PROBLEM REQUIREMENTS
Start to finish, print the entries exactly, and carry none of the pictures over.

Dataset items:
──────

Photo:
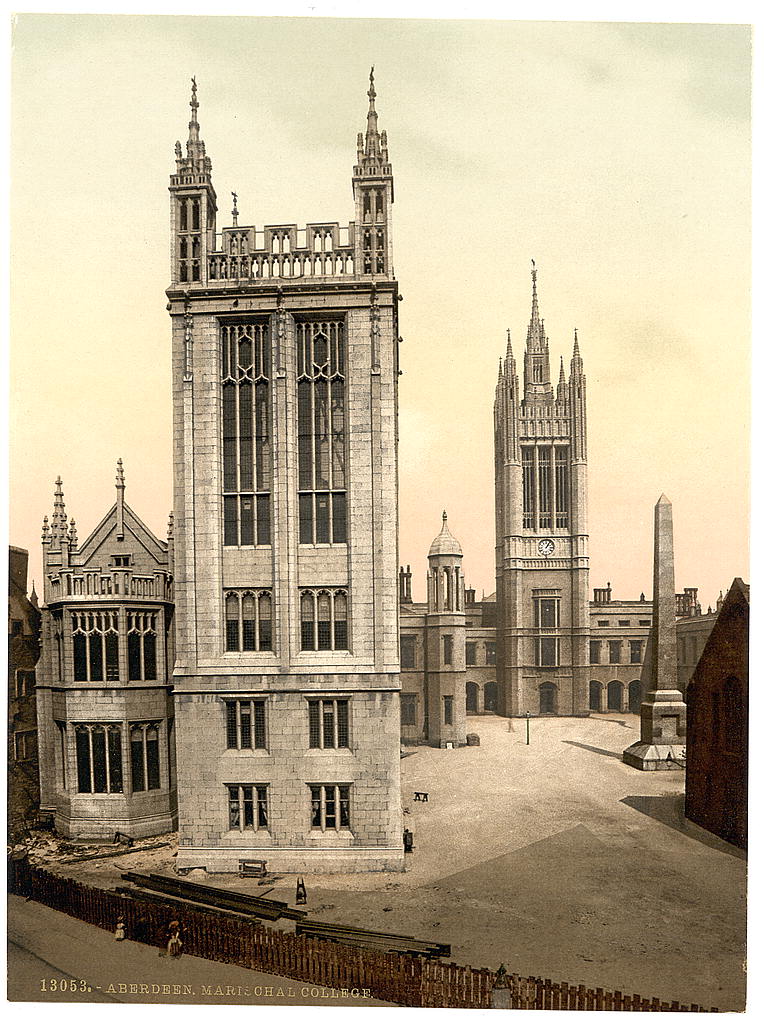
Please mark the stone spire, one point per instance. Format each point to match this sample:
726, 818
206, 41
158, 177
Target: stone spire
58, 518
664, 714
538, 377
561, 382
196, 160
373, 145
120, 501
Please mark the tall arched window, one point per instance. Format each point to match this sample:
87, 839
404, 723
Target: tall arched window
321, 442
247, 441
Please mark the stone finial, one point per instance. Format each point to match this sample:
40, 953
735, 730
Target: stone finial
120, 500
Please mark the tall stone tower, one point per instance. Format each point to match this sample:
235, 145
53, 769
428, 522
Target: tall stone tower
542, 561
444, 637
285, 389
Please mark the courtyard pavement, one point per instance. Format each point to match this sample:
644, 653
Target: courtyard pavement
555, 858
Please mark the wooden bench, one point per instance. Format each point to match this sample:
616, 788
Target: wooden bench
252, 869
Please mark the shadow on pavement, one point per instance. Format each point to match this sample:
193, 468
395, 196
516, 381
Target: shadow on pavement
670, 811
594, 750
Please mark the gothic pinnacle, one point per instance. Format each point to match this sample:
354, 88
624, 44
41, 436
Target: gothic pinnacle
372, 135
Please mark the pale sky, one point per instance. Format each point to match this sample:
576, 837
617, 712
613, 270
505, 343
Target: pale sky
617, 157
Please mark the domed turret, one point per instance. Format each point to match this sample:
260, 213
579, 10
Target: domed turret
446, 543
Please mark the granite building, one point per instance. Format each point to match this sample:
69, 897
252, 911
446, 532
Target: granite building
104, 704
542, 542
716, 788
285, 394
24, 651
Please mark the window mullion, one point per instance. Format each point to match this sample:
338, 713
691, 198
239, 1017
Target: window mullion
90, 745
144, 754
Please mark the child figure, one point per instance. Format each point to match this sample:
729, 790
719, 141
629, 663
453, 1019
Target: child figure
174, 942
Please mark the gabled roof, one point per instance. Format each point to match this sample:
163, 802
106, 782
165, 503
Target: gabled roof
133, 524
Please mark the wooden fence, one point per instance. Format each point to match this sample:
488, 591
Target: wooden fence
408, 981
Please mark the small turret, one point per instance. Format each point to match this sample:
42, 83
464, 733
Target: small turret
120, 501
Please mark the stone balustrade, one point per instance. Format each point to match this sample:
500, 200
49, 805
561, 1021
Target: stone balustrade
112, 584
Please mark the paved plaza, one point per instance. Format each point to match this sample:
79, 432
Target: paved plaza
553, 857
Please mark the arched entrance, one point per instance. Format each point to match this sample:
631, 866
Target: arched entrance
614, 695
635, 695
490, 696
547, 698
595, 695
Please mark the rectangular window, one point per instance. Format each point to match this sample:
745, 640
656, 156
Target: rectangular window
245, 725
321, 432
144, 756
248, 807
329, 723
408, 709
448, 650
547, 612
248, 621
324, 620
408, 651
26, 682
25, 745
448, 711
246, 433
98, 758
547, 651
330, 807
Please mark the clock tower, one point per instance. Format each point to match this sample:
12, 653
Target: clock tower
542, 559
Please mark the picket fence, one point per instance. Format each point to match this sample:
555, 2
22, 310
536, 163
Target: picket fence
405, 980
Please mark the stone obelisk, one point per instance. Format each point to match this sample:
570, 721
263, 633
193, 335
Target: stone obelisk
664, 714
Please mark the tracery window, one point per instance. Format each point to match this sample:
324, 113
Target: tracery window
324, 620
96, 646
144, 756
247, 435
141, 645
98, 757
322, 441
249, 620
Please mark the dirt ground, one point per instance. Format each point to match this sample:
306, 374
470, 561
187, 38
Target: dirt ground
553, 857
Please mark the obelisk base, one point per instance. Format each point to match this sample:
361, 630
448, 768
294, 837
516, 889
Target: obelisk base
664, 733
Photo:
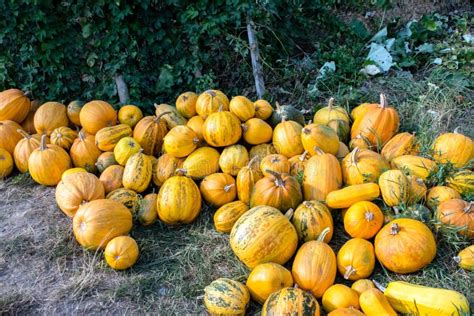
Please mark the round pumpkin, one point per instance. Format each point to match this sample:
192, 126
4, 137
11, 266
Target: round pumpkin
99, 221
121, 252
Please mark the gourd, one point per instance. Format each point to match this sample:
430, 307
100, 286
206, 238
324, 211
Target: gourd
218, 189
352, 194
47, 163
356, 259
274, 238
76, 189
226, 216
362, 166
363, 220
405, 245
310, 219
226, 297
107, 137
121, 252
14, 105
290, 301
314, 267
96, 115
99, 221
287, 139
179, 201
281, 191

──────

FINISHED TASK
Photo:
Please mark the stone spire, one point per instance. Format each point to match this sample:
726, 818
206, 41
158, 177
Target: stone spire
58, 518
664, 714
538, 377
561, 382
196, 160
373, 145
120, 501
Please mark the tall arched window, one point per instance. Format each point to match this sample:
87, 839
404, 723
Target: tall arched window
321, 442
247, 441
Please mark the stone finial, one point per instance. Format each point to match this sample:
40, 953
735, 730
Target: stone finial
120, 500
Please mark the tall stone tower, one point per instance. Format each point to match this sample:
235, 145
53, 769
428, 522
Target: tall stone tower
542, 561
444, 637
285, 389
Please mark the courtyard pavement, one point per instance. Format each point to match this sample:
644, 653
Target: courtyard pavement
555, 858
Please mark the wooden bench, one point per instance. Format each point to match this sample:
616, 788
Target: wooden bench
252, 869
Please mark the shadow on pavement, one point per instance. Format each point to match this sample:
193, 468
395, 196
516, 381
Target: shadow on pavement
670, 811
594, 750
Please mark the gothic pinnacle, one point per instance. Format each point to match this sample:
354, 88
624, 44
41, 436
Target: gothic pinnacle
372, 135
Please mark the pale sky, one point per instance. Format each point to match this sample:
576, 837
617, 712
613, 270
505, 343
Target: pale sky
617, 157
Please mark the domed turret, one point per instance. Format each point to match this sample:
260, 213
579, 10
Target: domed turret
446, 543
Please mark the granite building, one point per instance. Format each point to match this sample:
69, 897
252, 911
446, 532
Target: granite building
104, 704
542, 542
716, 788
285, 394
24, 651
Please mark the window mullion, one point per instance. Format each point to match this sample:
338, 713
691, 198
239, 1017
Target: window mullion
90, 745
144, 754
Please mark the child figure, one point per instance. Format each point to match this sample:
729, 790
719, 141
629, 663
453, 1019
Target: child figure
174, 942
Please mark the gabled roof, one point per instance. Format each point to match this sample:
163, 802
106, 782
165, 503
Target: gabled roof
133, 524
Please mark the wooden fence, one point per instance. Format each point to match this sample:
488, 591
Target: wooden fence
408, 981
Please mark the small turret, one point per instance. Format each point to match this sample:
42, 83
464, 733
Target: small turret
120, 501
Please mark the stone balustrade, one point per instance. Format each point to match this sample:
500, 200
49, 805
561, 1021
Target: stone balustrade
112, 584
Please mark the paved plaza, one point per instance. Format each point to match this sample:
79, 432
Target: paved plaza
553, 857
Please mark the arched entrance, one point per instance. Format each point to match this sample:
631, 866
Target: arched entrance
614, 695
635, 695
490, 696
547, 698
595, 695
Please mark the rectangular window, one point per instance. Format each point to match this sample:
745, 640
656, 156
Target: rectangular window
245, 725
321, 432
144, 756
248, 807
329, 723
408, 709
448, 650
547, 612
248, 621
324, 620
408, 651
26, 682
25, 745
448, 711
246, 433
98, 758
547, 651
330, 807
Please mark the clock tower, one point per instance. Format each point to match this sample:
12, 653
Target: clock tower
542, 559
Please mark the picket fence, one point per instance. Format each point to match this sample:
555, 2
22, 310
536, 163
Target: picket fence
405, 980
Please mark the stone obelisk, one point per instance. Format each point to match this sample:
570, 721
263, 633
193, 335
Target: stone obelisk
664, 714
Please mark the tracery window, one point per instance. Format each point to match this sample:
324, 113
Target: tracery window
324, 620
96, 646
144, 756
247, 435
141, 645
98, 757
322, 441
249, 620
Please mark the dirt ground, one point per instance. Format each point to match this sample:
306, 374
470, 561
187, 38
Target: dirt ground
553, 857
Please mark the obelisk base, one point per instance. Format each point to match this sample:
361, 630
448, 768
294, 837
516, 889
Target: obelisk base
664, 733
Photo:
Please mark the round pumpkin, one point per instance. Format each point to match this sample:
192, 126
4, 137
11, 266
Target: round pumpkin
99, 221
121, 252
Please mark the gourd, one point per instance. Format each point to match this sample:
430, 307
100, 286
206, 238
324, 211
Target: gourd
218, 189
352, 194
47, 163
356, 259
274, 238
76, 189
226, 216
362, 166
363, 220
405, 245
310, 219
226, 297
107, 137
121, 252
14, 105
290, 301
314, 267
96, 115
99, 221
287, 139
179, 201
281, 191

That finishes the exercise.